* begin EXCERPTED PASSAGE *

Anyone with the necessary logins is encouraged re-enable tools as
needed. Specifically:
- If you are contacted by a tool admin requesting restoration, feel free
to restore the tool according to the steps above. First, though, please
make sure the concerned admin is aware that the grid is going away, and
make sure you (or better yet the admin) update the workboard task
associated with the tool explaining how they plan to deal with the
coming shut-down and how they can be contacted in the future.
- If you are contacted by users of a tool requesting restoration, please
encourage them to reach out to the admin and have the admin request
restoration directly. If it's clear that a tool is needed but has no
reachable admin, add notes to the phab task accordingly, then move the
task into the 'Help wanted' column and add 'Abandoned:' to the task
title.
== What is disabling/enabling? ==
The disable scripts do the following:
- set a grid quota that prevents future jobs from being scheduled
- move grid-specific service.manifest files to 'service.disabledmanifest'
- add a 'TOOL_DISABLED' to the tool home
- archive crontab
- qdel all existing grid jobs
Enable scripts do this:
- remove restrictive grid quota, permitting jobs to be scheduled
- move 'service.disabledmanifest' back to service.manifest if no
service.manifest is currently present
- remove 'TOOL_DISABLED' file
- restore crontab
Note that the enable script do not actively start anything. So
non-webservice tools will likely require a manual start after enabling.

* end EXCERPTED PASSAGE *
* begin GIVEN RECORDS *

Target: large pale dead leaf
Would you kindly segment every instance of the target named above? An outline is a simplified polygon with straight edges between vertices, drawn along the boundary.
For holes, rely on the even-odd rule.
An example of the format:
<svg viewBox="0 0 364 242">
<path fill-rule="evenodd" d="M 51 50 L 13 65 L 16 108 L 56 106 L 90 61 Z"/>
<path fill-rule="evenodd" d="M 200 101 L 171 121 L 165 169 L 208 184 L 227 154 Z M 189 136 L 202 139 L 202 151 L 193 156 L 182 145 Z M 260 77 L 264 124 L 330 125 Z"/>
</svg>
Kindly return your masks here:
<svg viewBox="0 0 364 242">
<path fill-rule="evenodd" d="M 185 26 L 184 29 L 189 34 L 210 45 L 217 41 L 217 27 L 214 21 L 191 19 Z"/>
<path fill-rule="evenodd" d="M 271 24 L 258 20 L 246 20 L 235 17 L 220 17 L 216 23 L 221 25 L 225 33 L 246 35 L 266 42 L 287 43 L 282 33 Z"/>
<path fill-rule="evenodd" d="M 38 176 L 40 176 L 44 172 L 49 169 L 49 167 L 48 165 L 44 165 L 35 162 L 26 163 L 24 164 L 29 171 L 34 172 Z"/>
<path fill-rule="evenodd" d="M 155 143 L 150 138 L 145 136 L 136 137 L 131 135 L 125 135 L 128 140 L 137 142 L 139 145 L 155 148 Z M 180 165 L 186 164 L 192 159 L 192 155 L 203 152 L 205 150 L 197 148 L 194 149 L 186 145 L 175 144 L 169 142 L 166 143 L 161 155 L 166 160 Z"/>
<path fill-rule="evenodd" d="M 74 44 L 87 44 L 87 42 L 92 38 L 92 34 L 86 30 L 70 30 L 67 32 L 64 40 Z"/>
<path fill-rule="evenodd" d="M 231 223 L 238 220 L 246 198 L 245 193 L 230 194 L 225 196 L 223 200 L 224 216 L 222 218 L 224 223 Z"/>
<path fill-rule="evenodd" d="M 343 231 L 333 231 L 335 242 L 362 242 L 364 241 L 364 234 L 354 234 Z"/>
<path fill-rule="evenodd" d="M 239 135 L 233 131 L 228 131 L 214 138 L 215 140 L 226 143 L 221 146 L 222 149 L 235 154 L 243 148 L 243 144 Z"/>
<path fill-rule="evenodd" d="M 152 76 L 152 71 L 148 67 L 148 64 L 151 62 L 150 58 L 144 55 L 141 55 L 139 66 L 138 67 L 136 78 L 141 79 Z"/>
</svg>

* end GIVEN RECORDS *

→ **EXERCISE DETAILS**
Condense the passage on restoring grid tools above into exactly three sentences.

→ **ANSWER TO THE EXERCISE**
Anyone with the necessary logins may restore a tool at its admin's request after making sure the admin knows the grid is going away and that the tool's workboard task is updated. Users seeking restoration should be steered to the admin, and a needed tool with no reachable admin gets notes on its phab task, a move to the 'Help wanted' column, and 'Abandoned:' added to its title. The disable scripts block new jobs with a grid quota, move grid-specific manifests to 'service.disabledmanifest', add a 'TOOL_DISABLED' file, archive the crontab, and delete all existing grid jobs, while the enable scripts remove that quota, move the manifest back if none is present, remove the 'TOOL_DISABLED' file, and restore the crontab but start nothing, so non-webservice tools will likely need a manual start.